PROBLEM DETAILS >>
Pick out each line of the material below that contains the word "marker". Case counts, so a match must have the same capitalization.

-- BEGIN DATASET EXCERPTS --

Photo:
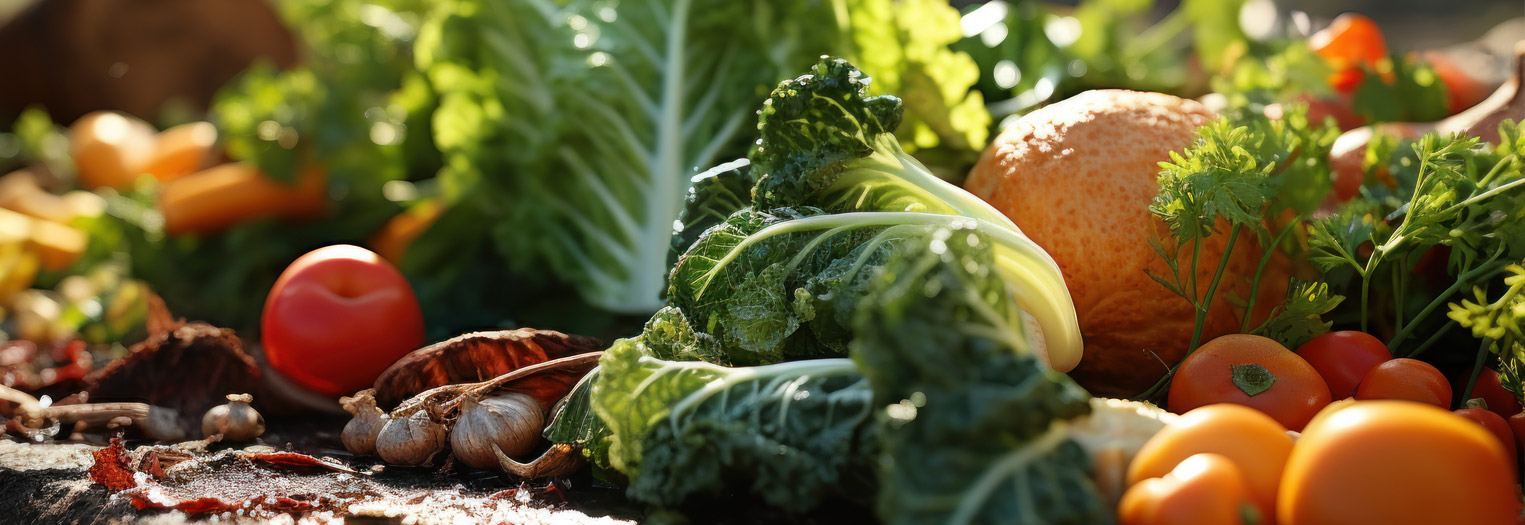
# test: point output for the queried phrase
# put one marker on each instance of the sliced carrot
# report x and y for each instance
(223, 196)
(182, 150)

-- END DATASET EXCERPTS --
-- BEGIN DATASET EXCERPTS --

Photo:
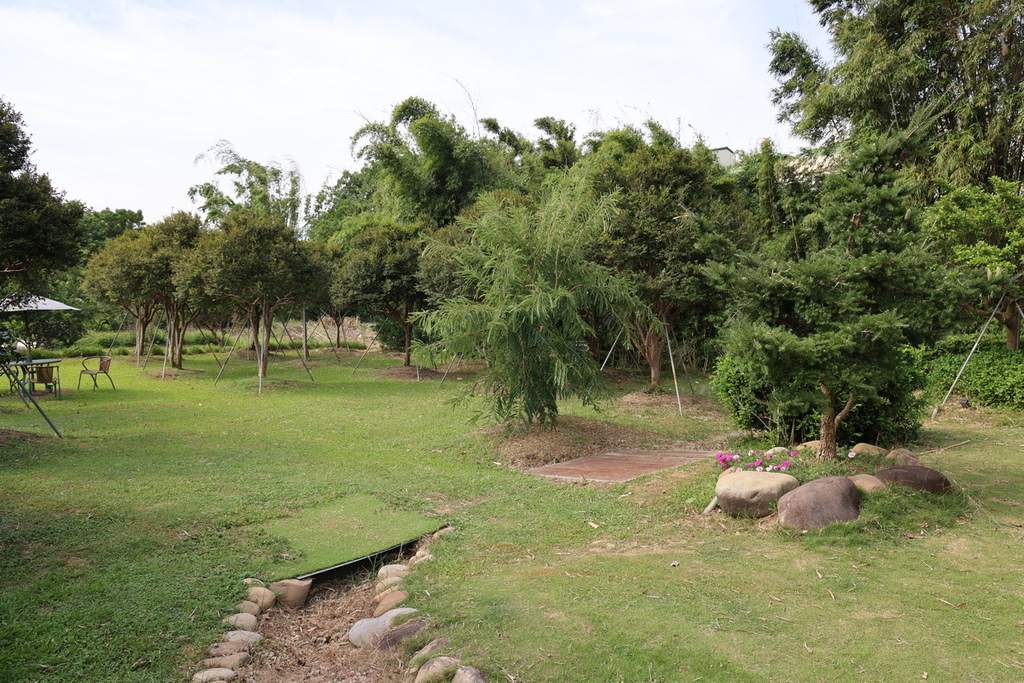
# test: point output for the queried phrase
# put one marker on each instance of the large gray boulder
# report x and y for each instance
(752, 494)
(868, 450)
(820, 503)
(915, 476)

-- END DATASET EXCERPTS --
-- BEGIN DATASET EXCERPTS --

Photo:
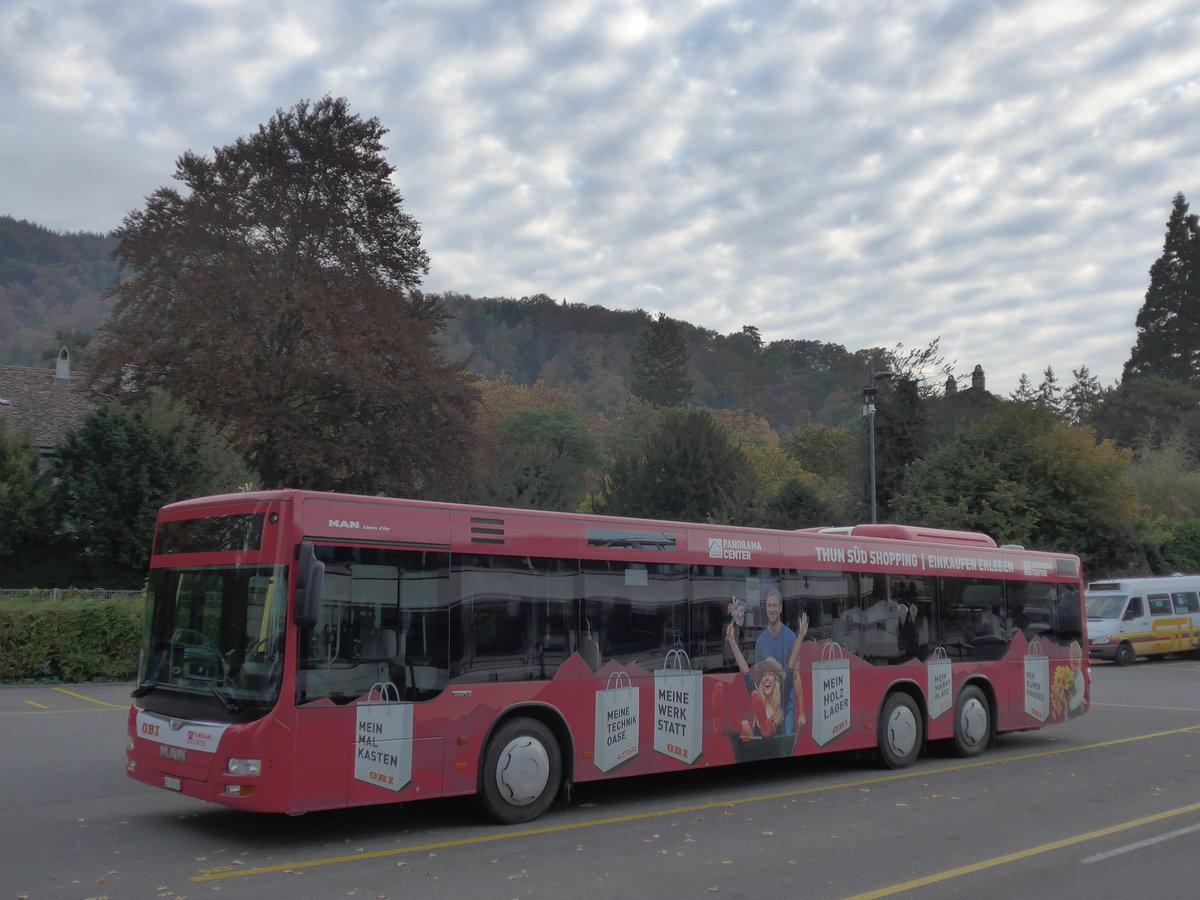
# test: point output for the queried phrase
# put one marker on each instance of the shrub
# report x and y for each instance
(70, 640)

-- END DATASET EXCERPTS --

FULL RESPONSE >>
# put one marker on each instance of the sliced carrot
# put one marker on each instance of the large gray boulder
# put one marker on each instance of the shrub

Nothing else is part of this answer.